Selected excerpt:
In another study, Burnett gave Altoids' users 10 magazines and asked them to develop a collage that represented their feelings about Altoids. An analysis of the respondents' collages suggested that there were three dimensions to their feelings about the brand. One was the notion of freshness, which was depicted by open space and water falls. A second dimension was British, which was depicted using pictures of Prince Charles and Princess Diana. The third dimension was sex appeal, represented by young male fantasies such as "hot" women dressed in red. For women, a romantic embrace represented sex appeal.

These investigations offered support for Altoids' brand positioning. They suggested that Altoids was associated with empowerment in social situations. The brand was also perceived as being old and traditional, perhaps because of the British heritage and the metal box in which it was packaged. With an advertising budget of about $7 million, Burnett developed a series of male and female empowered retro characters to sustain the brand's equity. For example, one was a 1950s' style female cigarette vendor who was holding Altoids and a whip. Alternative media were again used in a 1996 campaign, which reached A and B counties (metropolitan/ urban areas) in about 50 percent of the United States. Seattle was excluded from the media plan because of a concern that the retro ads might alienate the original counterculture Altoids' users.

The results have been outstanding. Altoids has grown dramatically in the past several years. Sales in 1996 were over $23 million, giving Altoids a 10 percent share of the category. In 1997, a second Altoids flavor, Wintergreen, was introduced. Seventy percent of the consumers attracted to this brand were new Altoids' users. Two years later, a cinnamon flavor was added. By the end of 1999, Altoids had the same 25 percent share of market as Tic Tac, the other leading brand in the $320 million breath-freshener category.

Segmentation by Role in the Buying Center. Segmentation can also be based on the role an individual plays in the buying center. Buying center roles include the influencer, decider, purchaser, and user. In business-to-business settings, these buying roles might be filled by engineers, VPs of marketing or finance, purchasing agents and operatives (users), respectively. In some consumer settings, the buying center might include parents as deciders and purchasing agents, and children as influencer and user.

Data excerpts:
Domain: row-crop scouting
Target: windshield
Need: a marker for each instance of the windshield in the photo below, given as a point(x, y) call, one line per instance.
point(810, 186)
* * *
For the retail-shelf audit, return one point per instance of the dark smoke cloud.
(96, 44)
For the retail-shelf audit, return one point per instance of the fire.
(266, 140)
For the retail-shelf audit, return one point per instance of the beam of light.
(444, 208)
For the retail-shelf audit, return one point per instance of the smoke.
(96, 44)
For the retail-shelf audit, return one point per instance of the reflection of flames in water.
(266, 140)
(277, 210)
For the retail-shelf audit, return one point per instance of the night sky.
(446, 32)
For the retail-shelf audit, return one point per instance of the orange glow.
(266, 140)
---
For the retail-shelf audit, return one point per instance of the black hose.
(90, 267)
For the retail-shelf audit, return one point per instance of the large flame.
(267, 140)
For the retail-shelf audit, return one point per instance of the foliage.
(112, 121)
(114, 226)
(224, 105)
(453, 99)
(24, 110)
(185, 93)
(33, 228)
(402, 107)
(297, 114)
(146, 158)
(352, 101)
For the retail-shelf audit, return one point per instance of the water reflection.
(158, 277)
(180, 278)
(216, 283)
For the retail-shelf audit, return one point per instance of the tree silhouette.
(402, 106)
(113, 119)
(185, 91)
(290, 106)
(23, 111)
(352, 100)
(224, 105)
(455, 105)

Work to complete:
A. In the marketing passage, list every role in the buying center that it names.
B. Go on with the marketing passage, starting right after its last sentence.

Answers to the tasks:
A.
- Influencer
- Decider
- Purchaser
- User

B.
Segmentation on the basis of the role played in the buying center is appropriate when different roles imply different concerns in evaluating alternative products. An example of buying center segmentation is found in the lighting industry. GE has dominated the lighting industry by focusing on the needs of corporate purchasers, who seek lower purchase prices and longer bulb life. GE's strong share position enables it to market traditional fluorescent bulbs for as little as 80 cents, a price their competitors cannot match. However, because these bulbs have a high content of toxic mercury, there is a hidden cost. Replacing a traditional fluorescent bulb costs $1 due to restrictions in collection and disposable and to legal coverage against damage in dumping sites. While purchasing agents are not sensitive to these replacement costs, corporate financial officers are. To take advantage of this situation, Philips developed Alto, a low mercury bulb that could be disposed of in the regular trash, and marketed it to corporate financial officers. Alto has gained favorable press coverage and political support due to its environment-friendly status. More importantly, it is a high margin product that has helped enable Philips to break GE's stronghold on the lighting business. Similar differences attributable to the role in the buying center arise for common household purchases. Mom, the purchaser, may be concerned about the nutritional value of the products whereas the child as the consumer may be focused more on the product's taste and brand image.

It is often productive for manufacturers to view both the distribution channel and ultimate consumers as buying centers. In developing advertising messages to consumers, efforts are also made to energize the channel. For example, manufacturers in bottling businesses such as soft drinks and beer recognize that bottlers are instrumental in determining brand sales. They use consumer advertising as one of the devices to motivate the bottlers. Franchise operations use vehicles such as the Superbowl to renew the motivation of their store operators as well as to prompt consumers to purchase their brand. By advertising to the channel as well as through the channel, the goal is to reinforce the same brand position to both resellers and ultimate consumers.

Segmenting and Targeting to
Leverage Competencies in a New Market

To this point, our focus has centered on situations in which a firm has an established customer base. However, in an effort to grow, a firm may also seek to leverage its competencies or resources by entering new markets. To address segmentation and targeting in this situation, it is necessary to begin by considering the different types of competencies that firms might develop. Successful firms are said to exhibit discipline in how they organize their competencies to create value. Three approaches or disciplines each produce a different kind of customer value: operational excellence, product leadership, and customer intimacy.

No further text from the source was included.